**Data for review**
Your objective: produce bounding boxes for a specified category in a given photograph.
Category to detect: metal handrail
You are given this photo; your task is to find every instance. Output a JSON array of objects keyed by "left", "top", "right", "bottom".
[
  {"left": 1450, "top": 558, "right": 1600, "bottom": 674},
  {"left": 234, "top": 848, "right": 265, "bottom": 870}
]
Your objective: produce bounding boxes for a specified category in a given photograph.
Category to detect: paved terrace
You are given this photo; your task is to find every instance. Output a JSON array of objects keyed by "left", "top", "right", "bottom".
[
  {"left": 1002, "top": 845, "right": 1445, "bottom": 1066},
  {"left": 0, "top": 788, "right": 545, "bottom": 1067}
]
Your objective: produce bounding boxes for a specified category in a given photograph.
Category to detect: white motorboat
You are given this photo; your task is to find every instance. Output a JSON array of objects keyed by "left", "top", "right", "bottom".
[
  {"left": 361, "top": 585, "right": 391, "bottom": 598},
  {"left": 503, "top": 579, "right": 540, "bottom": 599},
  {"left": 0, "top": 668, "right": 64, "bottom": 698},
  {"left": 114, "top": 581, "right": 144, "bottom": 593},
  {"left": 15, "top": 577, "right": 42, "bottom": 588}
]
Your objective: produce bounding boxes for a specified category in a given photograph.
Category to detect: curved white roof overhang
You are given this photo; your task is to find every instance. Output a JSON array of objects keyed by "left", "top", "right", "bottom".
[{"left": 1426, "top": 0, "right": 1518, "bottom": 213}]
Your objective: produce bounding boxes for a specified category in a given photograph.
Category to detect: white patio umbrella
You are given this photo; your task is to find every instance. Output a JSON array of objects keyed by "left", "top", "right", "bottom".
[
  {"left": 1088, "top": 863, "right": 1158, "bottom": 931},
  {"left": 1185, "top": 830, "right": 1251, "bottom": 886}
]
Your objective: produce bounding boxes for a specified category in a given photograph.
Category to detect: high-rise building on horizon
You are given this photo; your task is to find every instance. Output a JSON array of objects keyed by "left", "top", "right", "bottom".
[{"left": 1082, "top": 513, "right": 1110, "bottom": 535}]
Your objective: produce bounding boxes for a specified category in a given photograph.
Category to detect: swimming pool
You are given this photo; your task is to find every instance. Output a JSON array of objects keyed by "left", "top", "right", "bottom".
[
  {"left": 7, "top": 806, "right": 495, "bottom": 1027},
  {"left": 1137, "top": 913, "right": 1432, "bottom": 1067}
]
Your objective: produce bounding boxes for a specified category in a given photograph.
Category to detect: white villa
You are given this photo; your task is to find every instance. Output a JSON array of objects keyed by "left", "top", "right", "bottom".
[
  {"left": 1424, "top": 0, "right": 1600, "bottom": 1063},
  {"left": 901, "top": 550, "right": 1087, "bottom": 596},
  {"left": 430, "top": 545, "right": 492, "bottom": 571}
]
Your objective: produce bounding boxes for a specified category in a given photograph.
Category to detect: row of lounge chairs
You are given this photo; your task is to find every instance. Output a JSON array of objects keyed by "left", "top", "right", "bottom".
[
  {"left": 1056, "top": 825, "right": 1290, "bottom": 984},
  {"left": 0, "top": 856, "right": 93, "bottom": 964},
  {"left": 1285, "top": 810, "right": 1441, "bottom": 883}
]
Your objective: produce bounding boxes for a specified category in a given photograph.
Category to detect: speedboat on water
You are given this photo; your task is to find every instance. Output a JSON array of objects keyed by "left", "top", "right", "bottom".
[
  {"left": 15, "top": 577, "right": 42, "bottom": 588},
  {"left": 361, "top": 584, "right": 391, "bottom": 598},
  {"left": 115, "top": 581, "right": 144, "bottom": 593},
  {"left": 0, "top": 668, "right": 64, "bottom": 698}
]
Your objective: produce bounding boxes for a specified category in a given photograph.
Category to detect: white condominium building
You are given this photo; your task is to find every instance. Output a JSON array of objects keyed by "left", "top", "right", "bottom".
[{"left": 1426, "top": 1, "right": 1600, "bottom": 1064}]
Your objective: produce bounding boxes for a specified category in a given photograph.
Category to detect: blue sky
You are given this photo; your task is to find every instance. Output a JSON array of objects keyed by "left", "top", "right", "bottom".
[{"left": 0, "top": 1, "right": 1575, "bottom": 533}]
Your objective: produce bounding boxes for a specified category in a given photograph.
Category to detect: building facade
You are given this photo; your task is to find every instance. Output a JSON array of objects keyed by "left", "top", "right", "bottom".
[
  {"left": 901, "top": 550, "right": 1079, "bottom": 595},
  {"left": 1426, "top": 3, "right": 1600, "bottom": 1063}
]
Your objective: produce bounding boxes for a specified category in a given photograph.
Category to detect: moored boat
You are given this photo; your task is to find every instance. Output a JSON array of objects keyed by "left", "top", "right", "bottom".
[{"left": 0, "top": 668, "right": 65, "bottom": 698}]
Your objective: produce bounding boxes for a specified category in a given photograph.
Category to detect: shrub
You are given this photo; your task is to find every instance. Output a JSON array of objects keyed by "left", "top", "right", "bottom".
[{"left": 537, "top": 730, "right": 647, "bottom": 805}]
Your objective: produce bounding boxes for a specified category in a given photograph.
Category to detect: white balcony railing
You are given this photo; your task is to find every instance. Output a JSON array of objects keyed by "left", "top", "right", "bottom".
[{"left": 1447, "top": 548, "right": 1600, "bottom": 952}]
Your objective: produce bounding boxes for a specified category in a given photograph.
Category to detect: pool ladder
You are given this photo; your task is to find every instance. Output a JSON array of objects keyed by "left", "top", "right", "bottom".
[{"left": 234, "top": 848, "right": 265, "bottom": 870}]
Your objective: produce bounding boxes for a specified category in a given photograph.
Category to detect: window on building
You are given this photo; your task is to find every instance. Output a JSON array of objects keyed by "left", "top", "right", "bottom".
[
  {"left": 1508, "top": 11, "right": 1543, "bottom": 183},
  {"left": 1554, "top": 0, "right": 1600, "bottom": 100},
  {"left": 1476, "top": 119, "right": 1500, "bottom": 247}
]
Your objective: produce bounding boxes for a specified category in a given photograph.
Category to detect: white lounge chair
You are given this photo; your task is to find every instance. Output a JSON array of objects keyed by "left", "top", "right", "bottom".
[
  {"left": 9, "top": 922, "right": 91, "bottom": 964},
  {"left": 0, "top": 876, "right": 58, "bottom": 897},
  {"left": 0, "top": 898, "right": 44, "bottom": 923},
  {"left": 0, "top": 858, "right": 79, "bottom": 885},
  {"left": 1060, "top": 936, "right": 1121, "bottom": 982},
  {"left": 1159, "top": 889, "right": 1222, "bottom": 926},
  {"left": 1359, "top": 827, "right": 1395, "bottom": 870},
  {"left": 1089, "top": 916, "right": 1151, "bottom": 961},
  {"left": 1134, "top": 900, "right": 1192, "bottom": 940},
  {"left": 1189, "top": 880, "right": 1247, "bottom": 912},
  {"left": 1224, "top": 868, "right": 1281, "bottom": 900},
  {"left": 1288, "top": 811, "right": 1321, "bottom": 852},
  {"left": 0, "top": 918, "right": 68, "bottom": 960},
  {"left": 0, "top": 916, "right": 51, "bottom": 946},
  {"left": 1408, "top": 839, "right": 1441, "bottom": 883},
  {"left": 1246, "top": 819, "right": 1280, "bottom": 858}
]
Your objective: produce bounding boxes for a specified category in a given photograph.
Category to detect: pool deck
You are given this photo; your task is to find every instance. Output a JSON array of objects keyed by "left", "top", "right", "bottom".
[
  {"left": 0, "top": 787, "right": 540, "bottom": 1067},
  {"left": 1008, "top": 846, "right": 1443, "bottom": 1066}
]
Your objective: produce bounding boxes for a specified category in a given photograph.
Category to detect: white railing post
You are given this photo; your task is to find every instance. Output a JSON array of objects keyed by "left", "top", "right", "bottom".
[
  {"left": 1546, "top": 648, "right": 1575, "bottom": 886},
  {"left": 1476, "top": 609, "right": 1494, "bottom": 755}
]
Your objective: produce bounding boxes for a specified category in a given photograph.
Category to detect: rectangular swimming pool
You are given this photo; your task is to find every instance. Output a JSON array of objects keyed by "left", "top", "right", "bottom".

**Try it**
With the first line being the one containing "Category to detect: white balcony railing" and the last line the one containing "Category to detect: pool ladder", transcribe exactly the lines above that fall in that range.

**Problem solution**
Category to detect: white balcony railing
You are given this photo; your task is to find every instance. Output a JSON array of objects keyed by "left", "top", "right", "bottom".
[{"left": 1447, "top": 548, "right": 1600, "bottom": 952}]
Your objective: produce bounding boxes for a specified category in a given photograph.
Category to detect: pool ladder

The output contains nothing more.